TEXTE À LIRE:
═══

Image : Synova – une machine commandée par logiciel pourrait à terme remplacer la plupart des tailleurs de diamants

L’automatisation a déjà un effet sur l’industrie du diamant, qu’il s’agisse de l’extraction, du classement ou du tri. Mais l’intelligence artificielle (IA) qui pourrait transformer l’industrie se trouve dans le secteur de la fabrication, où le commerce se prépare à une vague de solutions technologiques susceptibles de réduire le besoin de tailleurs de diamants humains.

Au centre de l’attention se trouve Synova, une société suisse dans laquelle De Beers détient une participation d’environ un tiers. Synova produit une technologie laser pour la découpe de matériaux durs, y compris les diamants. En 2020, elle a lancé le système DaVinci, qui peut tailler les 57 facettes d’un diamant rond en une seule opération.

═══

DONNÉES FOURNIES:
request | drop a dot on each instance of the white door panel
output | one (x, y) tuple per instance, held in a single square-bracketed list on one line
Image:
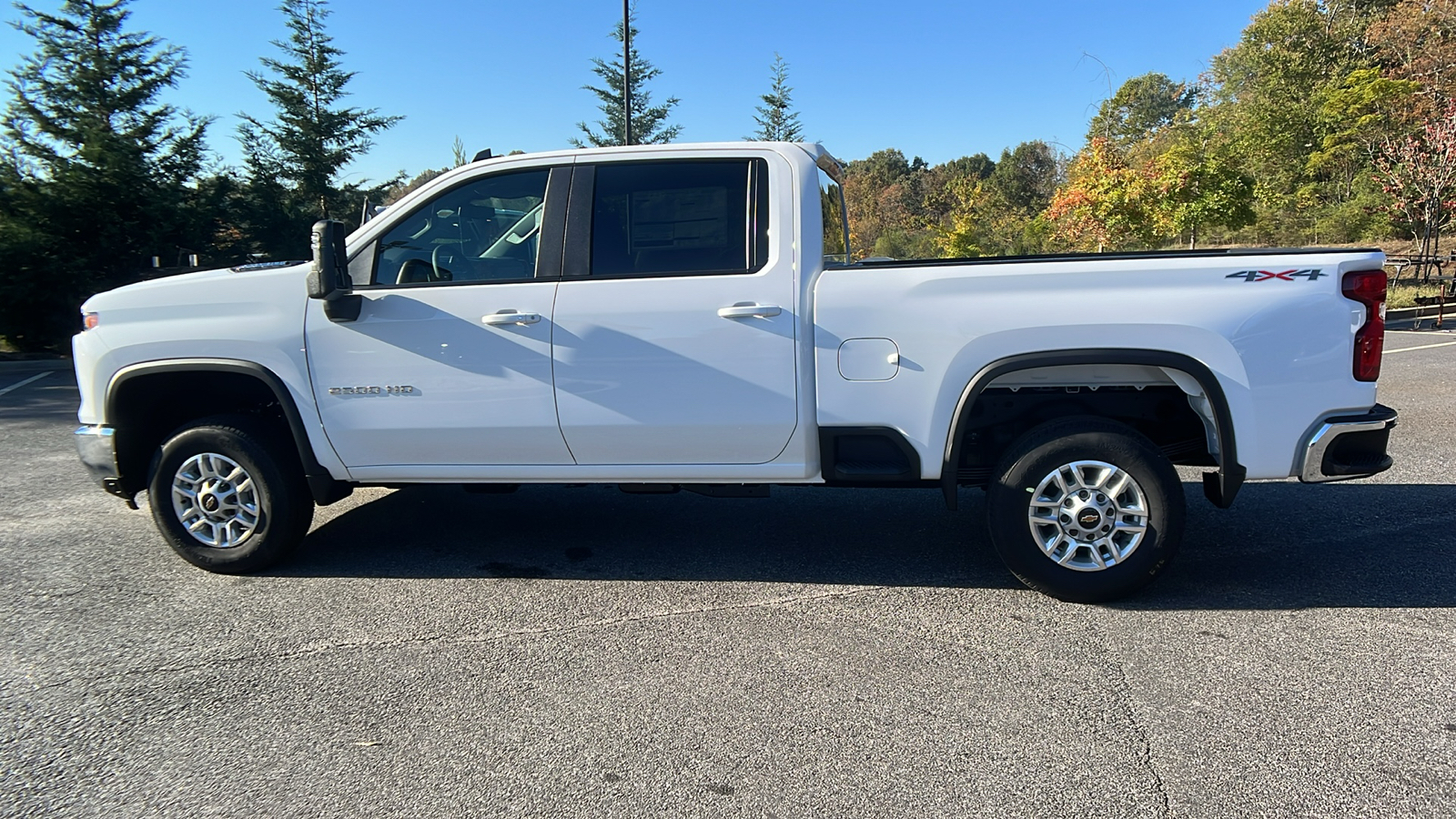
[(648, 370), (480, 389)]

═══

TRAVAIL À FAIRE:
1. Recopiez sans rien changer le passage du texte à lire qui commence à « Image : Synova » et se termine à « de diamants humains. ».
2. Répondez à ces questions d'après le texte à lire :
(a) Quelle part de Synova De Beers détient-elle ?
(b) En quelle année le système DaVinci a-t-il été lancé ?
(c) Combien de facettes d'un diamant rond ce système peut-il tailler en une seule opération ?

RÉPONSES SUCCESSIVES:
1.
Image : Synova – une machine commandée par logiciel pourrait à terme remplacer la plupart des tailleurs de diamants

L’automatisation a déjà un effet sur l’industrie du diamant, qu’il s’agisse de l’extraction, du classement ou du tri. Mais l’intelligence artificielle (IA) qui pourrait transformer l’industrie se trouve dans le secteur de la fabrication, où le commerce se prépare à une vague de solutions technologiques susceptibles de réduire le besoin de tailleurs de diamants humains.

2.
(a) Environ un tiers.
(b) En 2020.
(c) Les 57 facettes.